#### ITEMS ####

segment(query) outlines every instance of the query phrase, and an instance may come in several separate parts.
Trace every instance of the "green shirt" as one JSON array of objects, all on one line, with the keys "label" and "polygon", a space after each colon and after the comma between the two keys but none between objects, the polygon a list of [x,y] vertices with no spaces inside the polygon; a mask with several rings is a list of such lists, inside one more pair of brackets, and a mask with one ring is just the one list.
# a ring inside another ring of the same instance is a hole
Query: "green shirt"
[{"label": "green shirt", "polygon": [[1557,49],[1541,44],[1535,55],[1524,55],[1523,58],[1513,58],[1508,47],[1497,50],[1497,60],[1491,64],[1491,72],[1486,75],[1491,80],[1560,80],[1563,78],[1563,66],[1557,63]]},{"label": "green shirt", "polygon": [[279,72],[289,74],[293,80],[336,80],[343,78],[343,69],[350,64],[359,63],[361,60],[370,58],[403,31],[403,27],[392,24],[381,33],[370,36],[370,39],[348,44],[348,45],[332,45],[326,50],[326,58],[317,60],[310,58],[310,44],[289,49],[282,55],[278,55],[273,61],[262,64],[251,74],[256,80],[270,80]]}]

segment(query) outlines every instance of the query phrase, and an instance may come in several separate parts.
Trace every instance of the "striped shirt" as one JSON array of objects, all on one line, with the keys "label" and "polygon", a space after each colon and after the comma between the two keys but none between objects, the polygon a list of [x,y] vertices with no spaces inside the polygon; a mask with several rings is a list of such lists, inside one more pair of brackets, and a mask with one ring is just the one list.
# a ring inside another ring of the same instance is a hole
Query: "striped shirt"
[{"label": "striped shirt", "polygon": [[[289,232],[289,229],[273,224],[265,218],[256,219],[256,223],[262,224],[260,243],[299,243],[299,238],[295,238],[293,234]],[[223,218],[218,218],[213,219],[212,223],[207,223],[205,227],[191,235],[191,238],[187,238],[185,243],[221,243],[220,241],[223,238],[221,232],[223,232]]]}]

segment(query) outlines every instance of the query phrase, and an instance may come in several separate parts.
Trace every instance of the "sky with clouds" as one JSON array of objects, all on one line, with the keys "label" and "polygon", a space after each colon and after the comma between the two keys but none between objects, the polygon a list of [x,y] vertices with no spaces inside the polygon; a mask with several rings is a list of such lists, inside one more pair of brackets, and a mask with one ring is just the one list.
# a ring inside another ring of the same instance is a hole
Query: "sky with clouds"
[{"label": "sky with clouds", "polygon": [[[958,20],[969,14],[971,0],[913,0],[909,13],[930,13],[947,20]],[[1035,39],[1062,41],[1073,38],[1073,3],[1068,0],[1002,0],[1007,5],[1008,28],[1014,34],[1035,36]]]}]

####

• STATED PROBLEM
Output the full listing without altering anything.

• SOLVED PROBLEM
segment(query) outlines every instance of the query phrase, and an instance may come in several separate parts.
Trace every instance of the "green shirt" as one JSON array of objects, all on one line, with the keys "label" and "polygon", a space after each colon and after the comma between the two keys but none between objects, the polygon a list of [x,y] vertices with no spaces inside the polygon; a mask with several rings is a list of such lists, inside one more pair of brackets, and a mask with one ring is just the one list.
# a ring inside another ring of the same instance is a hole
Query: "green shirt"
[{"label": "green shirt", "polygon": [[1557,49],[1541,44],[1535,55],[1524,55],[1523,58],[1513,58],[1508,47],[1497,50],[1497,60],[1491,64],[1491,72],[1486,75],[1491,80],[1560,80],[1563,78],[1563,66],[1557,63]]},{"label": "green shirt", "polygon": [[279,72],[289,74],[293,80],[336,80],[343,78],[343,69],[350,64],[359,63],[361,60],[370,58],[403,31],[403,27],[392,24],[381,33],[370,36],[370,39],[348,44],[348,45],[332,45],[326,50],[326,58],[317,60],[310,58],[310,44],[289,49],[282,55],[278,55],[273,61],[262,64],[251,74],[256,80],[270,80]]}]

segment(query) outlines every instance of the query phrase, and an instance may come in several separate parts.
Trace every instance of the "striped shirt" as one JSON array of objects, all on one line, with the keys "label" and "polygon", a space after each colon and after the comma between the two keys but none between objects, the polygon a list of [x,y] vertices with no spaces inside the polygon; a mask with several rings is a list of such lists, inside one more pair of brackets, and a mask with one ring is just the one list.
# a ring inside another ring of the same instance is a hole
Query: "striped shirt"
[{"label": "striped shirt", "polygon": [[[289,232],[289,229],[273,224],[265,218],[256,219],[256,223],[262,224],[260,243],[299,243],[299,238],[295,238],[293,234]],[[223,218],[218,218],[213,219],[212,223],[207,223],[205,227],[191,235],[191,238],[187,238],[185,243],[221,243],[220,241],[223,238],[221,232],[223,232]]]}]

segment(query) outlines every instance of the query phrase, and an instance may come in several separate parts.
Trace every instance of the "sky with clouds" as one JSON array of objects, all on one line, with the keys "label" and "polygon", a space after each colon and after the comma between the two keys but none between objects, the polygon a list of [x,y] vertices with no spaces inside the polygon; a mask with several rings is a list of such lists, inside one more pair of brackets, and a mask with one ring is just the one list.
# a ring inside another ring of the same instance is a hole
Query: "sky with clouds"
[{"label": "sky with clouds", "polygon": [[[958,20],[969,14],[971,0],[913,0],[909,13],[930,13],[947,20]],[[1035,39],[1062,41],[1073,38],[1073,3],[1068,0],[1002,0],[1007,5],[1008,28],[1014,34],[1035,36]]]}]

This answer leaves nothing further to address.